* [PROBLÈME COURT A]:
Répondez aux questions suivantes d'après le texte sur le TRF :
(i) Combien de sous-tests comprend le niveau A du test ?
(ii) Quel coefficient alpha est rapporté pour le sous-test d'orthographe ?
(iii) Avec quel outil la cohérence interne de l'ensemble des trois sous-tests a-t-elle été évaluée ?
* [PROBLÈME COURT B]:
Convertissez les lignes de tous les enregistrements en une liste JSON de chaînes, une chaîne par ligne, sans les lignes vides. Laissez les images hors de la réponse.

* [TEXTE DE LA PAGE]:
------------

Le TRF est un instrument qui permet de mesurer les habiletés scolaires de base de personnes dont la langue principale est le français. Le niveau A du test, qui a été utilisé pour cette étude, comprend cinq sous-tests : « vocabulaire », « compréhension de l’écrit », « opérations arithmétiques », « résolution de problèmes » et « orthographe ». Seuls les trois sous-tests se rapportant à la lecture et à l’écriture ont été administrés. Les coefficients alpha rapportés pour le sous-test de vocabulaire, pour celui du sous-test de compréhension en lecture et celui d’orthographe sont de 0,82, 0,91 et 0,94 respectivement (The Psychological Corporation, 1995). Les résultats obtenus aux trois sous-tests ont servi à calculer une moyenne globale indiquant le niveau de compétence en lecture et en écriture de chaque participant. La cohérence interne pour l’ensemble de ces trois sous-tests fut évaluée à l’aide de l’alpha de Cronbach. Un coefficient de 0,76 indique une cohérence interne modérée (McMillan et Schumacher, 1997).

------------

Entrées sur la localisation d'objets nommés

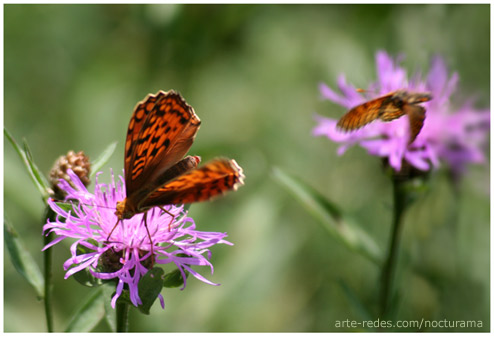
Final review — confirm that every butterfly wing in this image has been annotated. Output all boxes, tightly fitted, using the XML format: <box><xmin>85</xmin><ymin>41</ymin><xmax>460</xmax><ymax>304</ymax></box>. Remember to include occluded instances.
<box><xmin>141</xmin><ymin>158</ymin><xmax>244</xmax><ymax>208</ymax></box>
<box><xmin>404</xmin><ymin>104</ymin><xmax>425</xmax><ymax>144</ymax></box>
<box><xmin>336</xmin><ymin>93</ymin><xmax>403</xmax><ymax>131</ymax></box>
<box><xmin>124</xmin><ymin>90</ymin><xmax>201</xmax><ymax>200</ymax></box>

------------

* [RÉSULTAT DE L'EXERCICE A]:
(i) Cinq sous-tests.
(ii) 0,94.
(iii) L'alpha de Cronbach.

* [RÉSULTAT DE L'EXERCICE B]:
[
  "Final review — confirm that every butterfly wing in this image has been annotated. Output all boxes, tightly fitted, using the XML format: <box><xmin>85</xmin><ymin>41</ymin><xmax>460</xmax><ymax>304</ymax></box>. Remember to include occluded instances.",
  "<box><xmin>141</xmin><ymin>158</ymin><xmax>244</xmax><ymax>208</ymax></box>",
  "<box><xmin>404</xmin><ymin>104</ymin><xmax>425</xmax><ymax>144</ymax></box>",
  "<box><xmin>336</xmin><ymin>93</ymin><xmax>403</xmax><ymax>131</ymax></box>",
  "<box><xmin>124</xmin><ymin>90</ymin><xmax>201</xmax><ymax>200</ymax></box>"
]